▶ _What is required_
Reproduce every one of the records below word for word, changing nothing.

▶ _Excerpts from a detection dataset_
# # # # # # #

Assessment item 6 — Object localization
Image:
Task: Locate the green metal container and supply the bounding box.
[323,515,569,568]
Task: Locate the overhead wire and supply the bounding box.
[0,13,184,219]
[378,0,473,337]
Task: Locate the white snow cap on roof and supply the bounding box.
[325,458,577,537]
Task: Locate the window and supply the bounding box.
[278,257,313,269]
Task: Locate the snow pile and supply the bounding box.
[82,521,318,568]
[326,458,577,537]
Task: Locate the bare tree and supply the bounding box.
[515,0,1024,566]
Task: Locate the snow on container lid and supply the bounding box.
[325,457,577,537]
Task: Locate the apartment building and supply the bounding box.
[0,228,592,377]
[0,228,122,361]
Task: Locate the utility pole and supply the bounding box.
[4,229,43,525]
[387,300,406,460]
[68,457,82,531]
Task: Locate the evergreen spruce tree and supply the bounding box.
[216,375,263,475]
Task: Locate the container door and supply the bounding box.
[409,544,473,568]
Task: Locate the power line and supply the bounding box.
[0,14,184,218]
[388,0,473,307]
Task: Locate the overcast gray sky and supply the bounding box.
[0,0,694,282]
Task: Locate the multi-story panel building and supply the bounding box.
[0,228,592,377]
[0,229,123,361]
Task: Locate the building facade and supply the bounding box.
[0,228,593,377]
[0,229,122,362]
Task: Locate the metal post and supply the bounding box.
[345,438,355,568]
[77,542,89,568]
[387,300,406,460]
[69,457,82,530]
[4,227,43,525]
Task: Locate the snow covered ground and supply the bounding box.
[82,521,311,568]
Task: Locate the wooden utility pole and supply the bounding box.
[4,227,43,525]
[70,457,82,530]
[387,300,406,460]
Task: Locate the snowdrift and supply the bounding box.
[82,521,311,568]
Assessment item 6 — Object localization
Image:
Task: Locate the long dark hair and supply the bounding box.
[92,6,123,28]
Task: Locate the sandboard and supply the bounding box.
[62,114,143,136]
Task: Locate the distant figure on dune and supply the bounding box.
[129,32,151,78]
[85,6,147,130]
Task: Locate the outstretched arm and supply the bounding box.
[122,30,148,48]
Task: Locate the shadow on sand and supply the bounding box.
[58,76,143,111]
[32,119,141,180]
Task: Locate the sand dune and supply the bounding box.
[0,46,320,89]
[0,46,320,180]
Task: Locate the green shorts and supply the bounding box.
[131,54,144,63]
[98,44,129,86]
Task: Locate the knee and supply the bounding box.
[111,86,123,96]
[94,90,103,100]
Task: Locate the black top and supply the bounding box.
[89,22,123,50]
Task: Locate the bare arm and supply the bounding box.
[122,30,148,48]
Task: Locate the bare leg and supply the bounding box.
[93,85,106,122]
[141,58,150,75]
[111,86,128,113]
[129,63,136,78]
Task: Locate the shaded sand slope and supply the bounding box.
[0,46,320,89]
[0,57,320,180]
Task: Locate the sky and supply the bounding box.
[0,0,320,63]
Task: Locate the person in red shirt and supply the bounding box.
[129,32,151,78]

# # # # # # #

▶ _Answer_
Assessment item 6 — Object localization
Image:
Task: Locate the green metal container and supply the bounding box.
[323,515,569,568]
Task: Locate the overhead wire and supply the bounding box.
[0,13,184,219]
[378,0,473,337]
Task: Locate the white snow cap on roof and supply the bounding box.
[325,458,577,537]
Task: Locate the window and supply the bounding box.
[278,257,313,269]
Task: Locate the snow pile and supply the bounding box.
[82,521,318,568]
[326,458,577,537]
Task: Locate the bare tree and supply the bounding box.
[515,0,1024,566]
Task: Locate the snow on container lid and supply the bounding box.
[325,457,577,537]
Task: Locate the apartment building and supply the bounding box.
[0,228,592,377]
[0,228,122,361]
Task: Locate the utility pole and supply the bounding box.
[4,229,43,525]
[387,300,406,460]
[68,457,82,531]
Task: Locate the evergreen spruce tree and supply the bounding box.
[216,375,263,475]
Task: Locate the container door and supply the bounding box.
[409,544,473,568]
Task: Locate the power line and supply the bounding box.
[0,14,184,218]
[388,0,473,307]
Task: Locate the overcast gray sky and supply the bounding box.
[0,0,694,282]
Task: Locate the multi-story panel building and supply the bounding box.
[0,228,592,377]
[0,229,123,361]
Task: Locate the building facade and supply the bounding box.
[0,228,593,377]
[0,229,122,362]
Task: Locate the metal post and supply the bounding box.
[345,438,355,568]
[77,542,89,568]
[387,300,406,460]
[69,457,82,530]
[4,227,43,525]
Task: Locate the snow covered ground and supply the bounding box.
[82,521,311,568]
Task: Locate the wooden utility pole and supply the bounding box.
[4,227,43,525]
[70,457,82,530]
[387,300,406,460]
Task: Locate the snowdrift and supply the bounding box.
[82,521,311,568]
Assessment item 6 — Object localization
Image:
Task: Locate the long dark hair and supply the bounding box.
[92,6,123,28]
Task: Locate the sandboard and supply the bounding box.
[62,114,143,136]
Task: Locate the distant figure on dune and supply the bounding box.
[129,32,151,78]
[85,6,147,130]
Task: Locate the outstretched arm and supply the bounding box.
[122,30,148,48]
Task: Locate the shadow on sand and supply the bounding box.
[58,76,143,111]
[32,119,141,180]
Task: Locate the sand dune and supply the bounding box.
[0,46,320,89]
[0,46,320,180]
Task: Locate the green shorts and supply the bounding box.
[131,54,144,63]
[98,44,129,86]
Task: Locate the knee and supply the bounding box.
[111,86,123,96]
[94,90,103,100]
Task: Locate the black top and supply the bounding box.
[89,22,123,50]
Task: Locate the bare arm and supply the bounding box.
[122,30,148,48]
Task: Locate the bare leg and supply the bounding box.
[93,85,106,122]
[141,58,150,75]
[111,86,128,113]
[129,63,136,78]
Task: Locate the shaded sand slope and supply the bounding box.
[0,46,320,89]
[0,57,320,180]
Task: Locate the sky and supply the bounding box.
[0,0,320,63]
Task: Locate the person in red shirt and supply the bounding box.
[129,32,151,78]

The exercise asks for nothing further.